### YOUR OBJECTIVE:
Gather every line in the records below that contains the string "horse", and list those lines.

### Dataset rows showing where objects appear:
——————————

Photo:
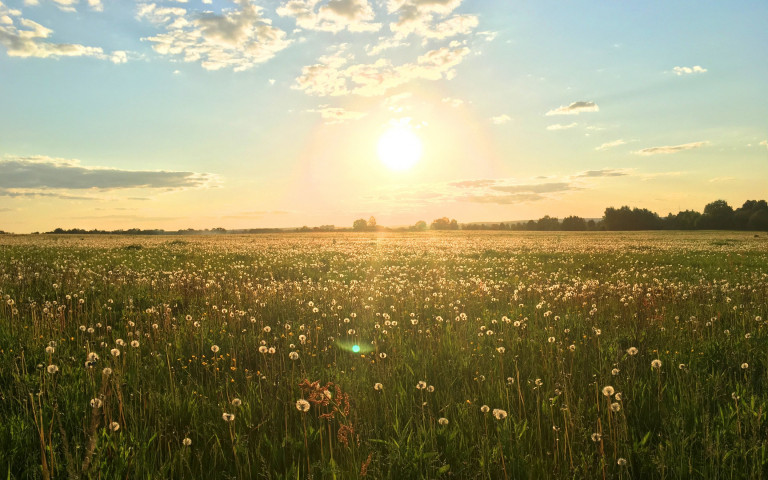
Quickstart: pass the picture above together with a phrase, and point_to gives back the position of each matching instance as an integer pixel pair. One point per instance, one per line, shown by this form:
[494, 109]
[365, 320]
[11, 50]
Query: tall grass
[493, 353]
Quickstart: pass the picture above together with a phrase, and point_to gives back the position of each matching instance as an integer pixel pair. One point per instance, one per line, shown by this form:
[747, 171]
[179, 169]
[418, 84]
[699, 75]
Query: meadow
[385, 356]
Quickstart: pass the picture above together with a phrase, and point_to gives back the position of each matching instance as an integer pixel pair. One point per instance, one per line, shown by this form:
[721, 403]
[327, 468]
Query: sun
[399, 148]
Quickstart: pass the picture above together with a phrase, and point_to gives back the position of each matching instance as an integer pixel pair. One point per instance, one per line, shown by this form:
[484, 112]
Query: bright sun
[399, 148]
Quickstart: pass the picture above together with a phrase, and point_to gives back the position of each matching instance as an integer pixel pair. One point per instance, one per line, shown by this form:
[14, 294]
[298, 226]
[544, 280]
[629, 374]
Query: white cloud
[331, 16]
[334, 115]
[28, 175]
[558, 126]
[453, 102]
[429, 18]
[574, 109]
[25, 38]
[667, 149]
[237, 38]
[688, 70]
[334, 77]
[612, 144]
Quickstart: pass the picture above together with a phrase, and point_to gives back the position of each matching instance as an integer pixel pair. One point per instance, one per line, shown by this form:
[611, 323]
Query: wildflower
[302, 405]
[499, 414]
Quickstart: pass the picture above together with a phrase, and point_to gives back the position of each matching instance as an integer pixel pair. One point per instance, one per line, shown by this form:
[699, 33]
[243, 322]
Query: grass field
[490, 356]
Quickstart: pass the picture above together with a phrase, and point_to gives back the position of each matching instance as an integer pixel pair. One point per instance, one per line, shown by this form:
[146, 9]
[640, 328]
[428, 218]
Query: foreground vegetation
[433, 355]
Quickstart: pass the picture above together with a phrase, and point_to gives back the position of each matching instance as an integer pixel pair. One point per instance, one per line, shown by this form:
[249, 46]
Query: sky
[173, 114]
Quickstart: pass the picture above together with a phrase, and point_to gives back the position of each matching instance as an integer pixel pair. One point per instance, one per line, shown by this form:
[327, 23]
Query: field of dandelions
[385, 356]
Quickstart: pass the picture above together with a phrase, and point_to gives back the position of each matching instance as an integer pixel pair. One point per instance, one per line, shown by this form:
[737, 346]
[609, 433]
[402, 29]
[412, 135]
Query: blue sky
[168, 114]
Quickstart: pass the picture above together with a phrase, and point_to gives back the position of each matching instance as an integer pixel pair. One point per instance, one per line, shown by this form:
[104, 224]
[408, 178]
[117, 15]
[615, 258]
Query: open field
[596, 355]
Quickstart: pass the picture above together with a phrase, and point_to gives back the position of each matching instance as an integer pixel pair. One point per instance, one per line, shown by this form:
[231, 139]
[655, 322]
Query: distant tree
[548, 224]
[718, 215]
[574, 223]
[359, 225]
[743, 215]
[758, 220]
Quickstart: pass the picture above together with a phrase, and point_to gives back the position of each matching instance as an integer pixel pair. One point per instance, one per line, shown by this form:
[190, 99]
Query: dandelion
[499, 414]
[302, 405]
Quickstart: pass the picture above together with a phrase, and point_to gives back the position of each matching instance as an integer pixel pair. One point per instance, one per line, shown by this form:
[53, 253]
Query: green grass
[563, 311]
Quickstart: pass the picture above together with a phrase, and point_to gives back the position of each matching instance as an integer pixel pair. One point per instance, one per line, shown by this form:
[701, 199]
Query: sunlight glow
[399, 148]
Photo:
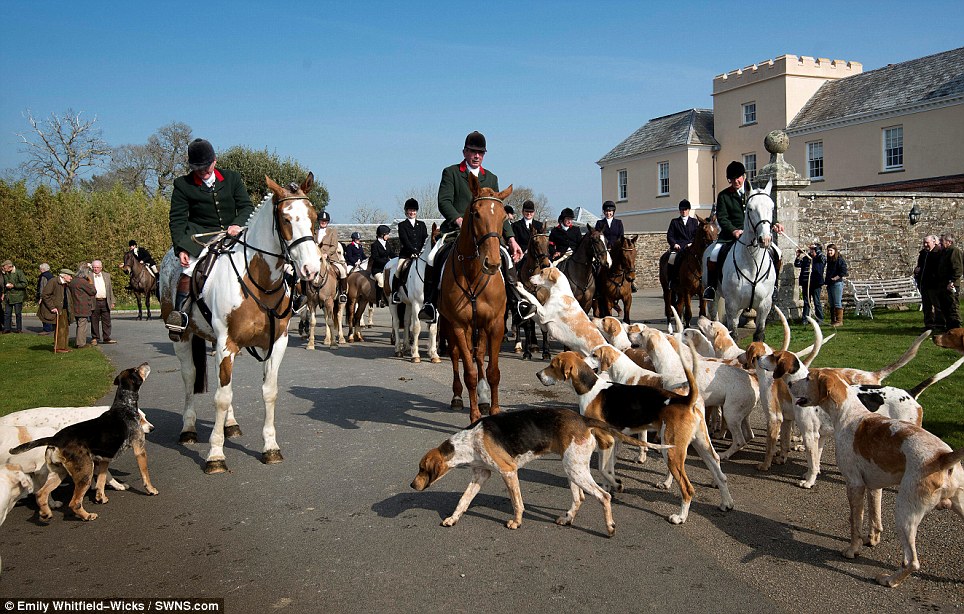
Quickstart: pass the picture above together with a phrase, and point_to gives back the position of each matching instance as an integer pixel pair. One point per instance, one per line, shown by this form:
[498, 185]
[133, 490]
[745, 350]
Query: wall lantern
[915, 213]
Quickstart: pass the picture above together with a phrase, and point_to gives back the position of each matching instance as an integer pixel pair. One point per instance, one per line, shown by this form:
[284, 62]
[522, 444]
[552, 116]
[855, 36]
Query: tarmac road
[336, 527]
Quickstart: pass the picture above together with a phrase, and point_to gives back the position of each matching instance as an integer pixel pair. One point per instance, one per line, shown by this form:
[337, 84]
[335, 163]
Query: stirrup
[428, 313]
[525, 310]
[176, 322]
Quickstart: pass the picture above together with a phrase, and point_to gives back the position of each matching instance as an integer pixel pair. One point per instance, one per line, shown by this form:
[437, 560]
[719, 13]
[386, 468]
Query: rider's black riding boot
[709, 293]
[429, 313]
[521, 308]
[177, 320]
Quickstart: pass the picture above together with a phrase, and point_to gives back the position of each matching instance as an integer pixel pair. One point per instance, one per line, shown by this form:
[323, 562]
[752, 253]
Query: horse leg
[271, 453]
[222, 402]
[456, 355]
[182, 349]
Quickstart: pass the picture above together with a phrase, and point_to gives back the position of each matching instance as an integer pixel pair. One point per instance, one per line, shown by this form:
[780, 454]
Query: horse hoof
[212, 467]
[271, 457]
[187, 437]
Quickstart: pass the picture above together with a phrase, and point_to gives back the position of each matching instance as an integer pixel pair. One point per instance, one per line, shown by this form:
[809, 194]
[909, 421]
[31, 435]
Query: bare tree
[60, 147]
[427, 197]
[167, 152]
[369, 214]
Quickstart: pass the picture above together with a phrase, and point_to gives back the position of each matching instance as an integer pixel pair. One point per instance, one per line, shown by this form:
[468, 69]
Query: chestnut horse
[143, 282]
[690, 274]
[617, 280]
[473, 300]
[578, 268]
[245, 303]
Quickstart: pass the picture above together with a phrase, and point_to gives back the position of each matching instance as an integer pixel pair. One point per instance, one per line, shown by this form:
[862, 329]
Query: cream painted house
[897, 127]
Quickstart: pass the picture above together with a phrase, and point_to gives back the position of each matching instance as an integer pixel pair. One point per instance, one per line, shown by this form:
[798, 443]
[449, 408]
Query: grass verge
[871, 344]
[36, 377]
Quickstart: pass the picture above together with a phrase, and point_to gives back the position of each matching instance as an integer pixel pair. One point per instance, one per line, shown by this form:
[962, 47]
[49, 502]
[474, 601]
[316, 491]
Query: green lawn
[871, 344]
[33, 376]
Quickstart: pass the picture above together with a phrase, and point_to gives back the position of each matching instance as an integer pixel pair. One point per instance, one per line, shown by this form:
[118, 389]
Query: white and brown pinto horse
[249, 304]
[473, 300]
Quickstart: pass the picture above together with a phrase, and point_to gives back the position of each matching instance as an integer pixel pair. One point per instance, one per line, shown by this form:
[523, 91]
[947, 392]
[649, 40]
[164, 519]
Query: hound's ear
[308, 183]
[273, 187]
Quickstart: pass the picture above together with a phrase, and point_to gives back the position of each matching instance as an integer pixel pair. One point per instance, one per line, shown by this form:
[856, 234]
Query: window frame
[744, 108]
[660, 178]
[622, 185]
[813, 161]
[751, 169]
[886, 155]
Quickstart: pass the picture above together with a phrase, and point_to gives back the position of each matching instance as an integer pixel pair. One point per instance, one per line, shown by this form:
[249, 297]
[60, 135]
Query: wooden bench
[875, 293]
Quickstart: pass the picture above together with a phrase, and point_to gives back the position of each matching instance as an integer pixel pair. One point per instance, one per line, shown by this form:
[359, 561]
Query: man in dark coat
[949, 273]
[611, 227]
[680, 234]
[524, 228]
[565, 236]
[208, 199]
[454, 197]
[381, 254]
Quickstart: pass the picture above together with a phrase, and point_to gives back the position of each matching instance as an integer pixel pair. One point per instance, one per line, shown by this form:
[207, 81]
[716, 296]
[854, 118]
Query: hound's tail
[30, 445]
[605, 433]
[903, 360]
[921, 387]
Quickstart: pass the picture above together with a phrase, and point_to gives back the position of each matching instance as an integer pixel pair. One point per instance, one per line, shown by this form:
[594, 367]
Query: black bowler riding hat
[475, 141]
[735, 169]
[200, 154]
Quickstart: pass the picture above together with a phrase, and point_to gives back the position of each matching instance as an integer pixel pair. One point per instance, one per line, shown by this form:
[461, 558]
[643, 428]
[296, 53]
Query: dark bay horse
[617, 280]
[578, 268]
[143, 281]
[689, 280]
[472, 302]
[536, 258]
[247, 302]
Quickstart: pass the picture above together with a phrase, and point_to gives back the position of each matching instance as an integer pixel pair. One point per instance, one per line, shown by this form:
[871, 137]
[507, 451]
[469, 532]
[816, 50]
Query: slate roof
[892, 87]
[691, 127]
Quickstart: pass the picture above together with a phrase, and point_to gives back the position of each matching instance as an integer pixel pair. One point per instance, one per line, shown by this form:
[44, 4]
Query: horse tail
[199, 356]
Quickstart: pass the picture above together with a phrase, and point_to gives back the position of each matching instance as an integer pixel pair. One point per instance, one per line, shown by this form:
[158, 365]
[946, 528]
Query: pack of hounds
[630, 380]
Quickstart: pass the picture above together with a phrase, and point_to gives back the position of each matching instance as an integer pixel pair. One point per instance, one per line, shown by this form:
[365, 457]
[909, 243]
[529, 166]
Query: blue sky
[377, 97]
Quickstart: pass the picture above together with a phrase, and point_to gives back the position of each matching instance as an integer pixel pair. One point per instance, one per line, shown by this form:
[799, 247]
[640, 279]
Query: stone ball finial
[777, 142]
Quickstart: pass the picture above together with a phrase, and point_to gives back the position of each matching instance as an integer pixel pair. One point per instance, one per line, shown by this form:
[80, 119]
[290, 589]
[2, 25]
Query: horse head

——————————

### SOLVED EXERCISE:
Query: horse leg
Query: horse hoof
Query: chestnut horse
Query: white and brown pinto horse
Query: dark bay horse
Query: horse tail
Query: horse head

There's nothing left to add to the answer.